- Extrait du document -
Les principes analytiques de l’économie appliqués aux artistes et à leur production : problèmes de la marchandisation de l’art, de la pérennité de l’œuvre, des conséquences et des enjeux de sa reproductibilité, etc. Des problématiques constantes à l’ère de la globalisation, dont cette étude rend compte avec objectivité.

— Éditeurs: Unesco, Paris / Economica, Paris
— Année : 2002
— Format : 24,50 x 16 cm
— Illustrations : aucune
— Pages : 316
— Langue : français
— ISBN : 92-3-203834-X
— Prix : 29 €

Introduction
par Xavier Greffe (extrait, pp. 1-4)

Les arts impriment le développement économique et social à travers la création d’emplois, l’ouverture de nouveaux marchés, l’intégration sociale, l’amélioration du cadre de vie. Pourtant, les économistes n’ont jamais vraiment intégré les arts dans leurs analyses. Habitués à arbitrer entre ce qui profite et ce qui nuit, à la limite entre ce qui est juste et ce qui l’est moins, ils ne le sont guère à distinguer ce qui est beau de ce qui ne l’est pas. Ayant pour vocation de déterminer des utilités et des prix, ils restent démunis face à des activités dont la fonctionnalité est mal perçue. Lorsque les artistes se confondaient à des artisans, ils pouvaient au moins valoriser l’activité de l’artiste comme celle de l’artisan. Ce temps passé, et face à des défis tels que ceux de l’art pour l’art ou les fluctuations du prix des œuvres d’art dans le temps, ils suggèrent avec difficulté d’autres fonctionnalités et d’autres valeurs. Comment, dans ces circonstances, éclairer l’empreinte économique des arts et la lier au fonctionnement d’ensemble de la Société sans, verser dans le maelström des pétitions de principes ou des procès d’intention ?

« L’œuvre d’art n’a de valeur que dans la mesure où elle frémit des réflexes de l’avenir » nous rappelle André Breton [Introduction au discours sur le peu de réalité, Paris : Gallimard, 1950, p. 221], et Walter Benjamin de préciser : « L’une des tâches primordiales de l’art a été de tout temps de susciter une demande en un temps qui n’était pas mûr pour qu’elle pût recevoir pleine satisfaction » [L’Œuvre d’art (dernière version de 1939), in Œuvres, Paris : Gallimard, Folio essais, 2000, p. 306]. Tout le défi économique de l’art est ici circonscrit : comment prêter des valeurs à des choses jusqu’alors inconnues ou peu identifiables ? L’exploration de cette valeur esthétique se révèlera pleine de difficultés. Bien original est ce marché qui associe la créativité des artistes, la déstabilisation recherchée des goûts et le degré de conviction des critiques.

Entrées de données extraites
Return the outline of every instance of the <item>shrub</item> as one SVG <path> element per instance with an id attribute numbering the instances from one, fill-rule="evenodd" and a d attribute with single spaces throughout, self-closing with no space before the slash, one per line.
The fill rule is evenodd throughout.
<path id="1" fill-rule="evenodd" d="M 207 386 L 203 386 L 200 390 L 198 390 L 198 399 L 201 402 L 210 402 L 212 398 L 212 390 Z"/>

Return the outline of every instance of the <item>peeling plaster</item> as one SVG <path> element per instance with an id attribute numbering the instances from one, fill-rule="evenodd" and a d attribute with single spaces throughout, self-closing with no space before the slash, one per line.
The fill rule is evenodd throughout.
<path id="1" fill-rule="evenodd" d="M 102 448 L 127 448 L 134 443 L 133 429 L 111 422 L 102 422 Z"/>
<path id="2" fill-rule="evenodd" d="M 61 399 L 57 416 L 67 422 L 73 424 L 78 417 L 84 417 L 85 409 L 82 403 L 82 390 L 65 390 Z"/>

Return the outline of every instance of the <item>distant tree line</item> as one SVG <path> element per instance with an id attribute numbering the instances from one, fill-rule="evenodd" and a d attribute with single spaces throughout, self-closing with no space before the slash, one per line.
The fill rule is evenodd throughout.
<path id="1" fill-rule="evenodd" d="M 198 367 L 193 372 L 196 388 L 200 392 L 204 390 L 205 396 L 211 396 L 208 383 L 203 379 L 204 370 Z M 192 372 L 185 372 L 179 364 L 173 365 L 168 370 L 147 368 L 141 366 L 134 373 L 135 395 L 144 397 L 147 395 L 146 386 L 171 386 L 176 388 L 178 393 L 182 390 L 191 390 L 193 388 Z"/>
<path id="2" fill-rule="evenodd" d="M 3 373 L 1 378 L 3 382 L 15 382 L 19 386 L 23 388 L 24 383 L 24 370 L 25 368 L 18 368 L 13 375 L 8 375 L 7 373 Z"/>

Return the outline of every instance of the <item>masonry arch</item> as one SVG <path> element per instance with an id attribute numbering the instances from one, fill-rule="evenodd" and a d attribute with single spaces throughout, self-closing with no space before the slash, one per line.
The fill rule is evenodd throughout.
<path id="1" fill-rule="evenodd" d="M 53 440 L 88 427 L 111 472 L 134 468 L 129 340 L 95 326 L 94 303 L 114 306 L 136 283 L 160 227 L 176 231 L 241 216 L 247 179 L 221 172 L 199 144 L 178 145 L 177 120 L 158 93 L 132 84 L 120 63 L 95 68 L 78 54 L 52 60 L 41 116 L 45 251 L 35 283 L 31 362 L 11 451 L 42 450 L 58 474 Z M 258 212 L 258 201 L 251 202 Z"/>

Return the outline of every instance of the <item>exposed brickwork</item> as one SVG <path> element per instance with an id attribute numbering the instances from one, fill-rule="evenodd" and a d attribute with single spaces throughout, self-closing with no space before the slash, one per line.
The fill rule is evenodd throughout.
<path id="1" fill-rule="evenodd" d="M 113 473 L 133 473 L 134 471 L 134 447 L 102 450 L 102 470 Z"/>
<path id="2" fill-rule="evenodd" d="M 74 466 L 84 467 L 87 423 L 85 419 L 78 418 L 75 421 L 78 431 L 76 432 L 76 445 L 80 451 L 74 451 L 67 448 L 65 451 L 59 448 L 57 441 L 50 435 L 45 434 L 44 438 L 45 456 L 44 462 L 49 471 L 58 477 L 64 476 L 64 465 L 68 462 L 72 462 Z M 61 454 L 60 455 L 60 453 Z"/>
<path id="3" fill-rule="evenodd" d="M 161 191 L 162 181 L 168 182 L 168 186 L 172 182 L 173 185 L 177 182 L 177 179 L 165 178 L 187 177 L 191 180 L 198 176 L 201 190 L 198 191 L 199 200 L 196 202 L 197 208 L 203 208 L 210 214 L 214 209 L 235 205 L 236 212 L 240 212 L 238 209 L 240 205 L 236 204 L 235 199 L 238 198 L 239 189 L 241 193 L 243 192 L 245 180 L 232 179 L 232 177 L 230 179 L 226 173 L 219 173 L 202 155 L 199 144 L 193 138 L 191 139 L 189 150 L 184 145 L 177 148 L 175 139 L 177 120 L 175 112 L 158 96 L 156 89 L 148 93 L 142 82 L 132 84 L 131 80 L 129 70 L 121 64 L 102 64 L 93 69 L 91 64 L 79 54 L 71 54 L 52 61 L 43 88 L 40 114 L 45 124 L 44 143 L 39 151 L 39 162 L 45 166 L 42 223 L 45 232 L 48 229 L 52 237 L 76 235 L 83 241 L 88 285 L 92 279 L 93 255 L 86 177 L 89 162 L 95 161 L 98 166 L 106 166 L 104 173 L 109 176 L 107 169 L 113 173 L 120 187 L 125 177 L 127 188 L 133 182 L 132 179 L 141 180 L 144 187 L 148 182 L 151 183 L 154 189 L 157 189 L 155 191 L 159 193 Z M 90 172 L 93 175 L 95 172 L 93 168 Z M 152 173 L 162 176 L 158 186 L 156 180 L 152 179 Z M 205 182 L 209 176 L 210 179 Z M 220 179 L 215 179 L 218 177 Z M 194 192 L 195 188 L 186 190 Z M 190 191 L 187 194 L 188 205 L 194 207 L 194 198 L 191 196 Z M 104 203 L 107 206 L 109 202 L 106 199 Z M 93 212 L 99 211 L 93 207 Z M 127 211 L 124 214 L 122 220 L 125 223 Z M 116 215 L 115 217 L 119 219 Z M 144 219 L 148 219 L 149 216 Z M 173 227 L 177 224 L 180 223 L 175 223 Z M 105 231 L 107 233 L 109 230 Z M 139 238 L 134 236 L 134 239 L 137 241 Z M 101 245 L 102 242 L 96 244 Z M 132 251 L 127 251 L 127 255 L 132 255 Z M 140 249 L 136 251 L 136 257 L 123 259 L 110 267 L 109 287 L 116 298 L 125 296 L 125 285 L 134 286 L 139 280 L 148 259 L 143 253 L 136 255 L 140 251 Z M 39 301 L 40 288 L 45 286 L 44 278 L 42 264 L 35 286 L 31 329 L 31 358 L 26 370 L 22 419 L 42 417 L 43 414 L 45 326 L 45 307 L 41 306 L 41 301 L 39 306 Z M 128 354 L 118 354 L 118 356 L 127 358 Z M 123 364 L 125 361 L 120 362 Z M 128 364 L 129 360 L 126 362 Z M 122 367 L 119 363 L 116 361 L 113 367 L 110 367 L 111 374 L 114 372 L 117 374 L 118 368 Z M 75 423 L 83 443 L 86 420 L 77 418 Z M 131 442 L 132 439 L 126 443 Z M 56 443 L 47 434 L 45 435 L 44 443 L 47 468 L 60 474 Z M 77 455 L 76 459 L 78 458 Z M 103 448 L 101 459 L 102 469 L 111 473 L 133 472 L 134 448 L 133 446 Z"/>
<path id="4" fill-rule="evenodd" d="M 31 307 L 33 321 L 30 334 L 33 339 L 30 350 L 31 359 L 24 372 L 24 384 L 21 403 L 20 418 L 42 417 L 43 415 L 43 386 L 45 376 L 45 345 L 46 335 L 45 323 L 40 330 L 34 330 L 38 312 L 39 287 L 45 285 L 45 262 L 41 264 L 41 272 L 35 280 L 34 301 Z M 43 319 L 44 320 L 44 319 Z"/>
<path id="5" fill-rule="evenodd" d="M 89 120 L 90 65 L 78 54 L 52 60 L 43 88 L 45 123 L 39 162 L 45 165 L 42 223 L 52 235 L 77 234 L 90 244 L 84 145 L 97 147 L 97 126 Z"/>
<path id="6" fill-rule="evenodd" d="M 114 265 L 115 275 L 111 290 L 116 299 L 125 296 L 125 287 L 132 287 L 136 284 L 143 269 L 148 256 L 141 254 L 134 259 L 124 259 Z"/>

- Travail à faire -
**a.** Dans les enregistrements, de la ligne contenant « Return the outline of every instance of the <item>peeling » jusqu'à la ligne contenant « 373 L 1 378 », remplacez « self-closing » par « self-terminating ». Restituez uniquement ces lignes, sans autre modification.
**b.** Prolongez le texte sur l'économie des arts à partir de sa dernière phrase.
Le texte et les enregistrements sont sans rapport l'un avec l'autre.

- Réponses aux tâches -
**a.**
Return the outline of every instance of the <item>peeling plaster</item> as one SVG <path> element per instance with an id attribute numbering the instances from one, fill-rule="evenodd" and a d attribute with single spaces throughout, self-terminating with no space before the slash, one per line.
The fill rule is evenodd throughout.
<path id="1" fill-rule="evenodd" d="M 102 448 L 127 448 L 134 443 L 133 429 L 111 422 L 102 422 Z"/>
<path id="2" fill-rule="evenodd" d="M 61 399 L 57 416 L 67 422 L 73 424 L 78 417 L 84 417 L 85 409 L 82 403 L 82 390 L 65 390 Z"/>

Return the outline of every instance of the <item>distant tree line</item> as one SVG <path> element per instance with an id attribute numbering the instances from one, fill-rule="evenodd" and a d attribute with single spaces throughout, self-terminating with no space before the slash, one per line.
The fill rule is evenodd throughout.
<path id="1" fill-rule="evenodd" d="M 198 367 L 193 372 L 196 388 L 200 392 L 204 390 L 205 396 L 211 396 L 208 383 L 203 379 L 204 370 Z M 192 372 L 185 372 L 179 364 L 173 365 L 168 370 L 147 368 L 141 366 L 134 373 L 135 395 L 144 397 L 147 395 L 146 386 L 171 386 L 176 388 L 178 393 L 182 390 L 191 390 L 193 388 Z"/>
<path id="2" fill-rule="evenodd" d="M 3 373 L 1 378 L 3 382 L 15 382 L 19 386 L 23 388 L 24 383 L 24 370 L 25 368 L 18 368 L 13 375 L 8 375 L 7 373 Z"/>

**b.**
D’autres approches de la valeur élargiront-elles ces perspectives ? Une valeur de développement tient à l’effet favorable des arts sur le développement. Dans leur versant productif, les arts aident à la création de nouvelles références, modèles et produits, fondant ainsi les industries de la créativité. Ils produisent des compétences qui, utilisées dans des secteurs non artistiques, en améliorent la qualité. Ils ré-enchantent les lieux de consommation. Dans leur versant social, les pratiques artistiques sont censées renforcer les identités des individus et créer du lien social. Dans leur versant territorial, les créations artistiques peuvent améliorer le cadre de vie et renforcer l’image de marque des territoires. La valeur d’activité ouvre une autre approche — les arts étant à la base de dépenses de transport, de restauration, d’achats de produits, leur valeur peut dériver de celle de ces activités, ce qui conduira peu à peu à faire glisser les arts dans la filière des loisirs ou de l’entertainment. Cette re-fonctionnalisation de l’analyse des arts enrichit leur mise en perspective économique, mais ajoute aux défis de la valeur esthétique les risques de l’intervention de groupes de pression ou de la mise sous tutelle des artistes.

L’analyse des marchés des services artistiques n’en est que plus complexe. L’analyse de la demande se heurte à la difficulté d’interpréter la nouveauté et la qualité des biens considérés. L’analyse de l’offre est alors caractérisée par les risques que font peser une incertitude existentielle et l’importance des coûts noyés. L’artiste est le premier à ressentir ces contraintes. À la convergence de logiques de valorisation différentes : artistiques, politiques, marchandes, il est l’entrepreneur de ses propres talents. La production artistique gagne donc à être considérée de manière dynamique car elle ne cesse de corriger des déséquilibres au prix de nouvelles contraintes. Trois tensions animent ces dynamiques : entre création et patrimoine; entre œuvre d’art et industries culturelles; entre optimisme et pessimisme culturel.

Toute création s’inspire du patrimoine existant et a vocation à l’enrichir une fois réalisée. Les activités artistiques auront plus ou moins de distance avec le patrimoine, plus grande pour le spectacle vivant, plus étroite pour la peinture et les arts plastiques. Même les monuments ou les musées n’échapperont pas à cette dialectique dans la mesure où il leur faut se mettre en scène, réinterpréter leurs messages selon les moments du temps. Cette installation dans la durée conduit à poser le problème des rentes artistiques ou culturelles. Sont-elles justifiées, par exemple lorsqu’elles prennent la forme de droits d’auteur ou de droit de suite ? Leur recherche ne va-t-elle pas interférer sur la définition du patrimoine ?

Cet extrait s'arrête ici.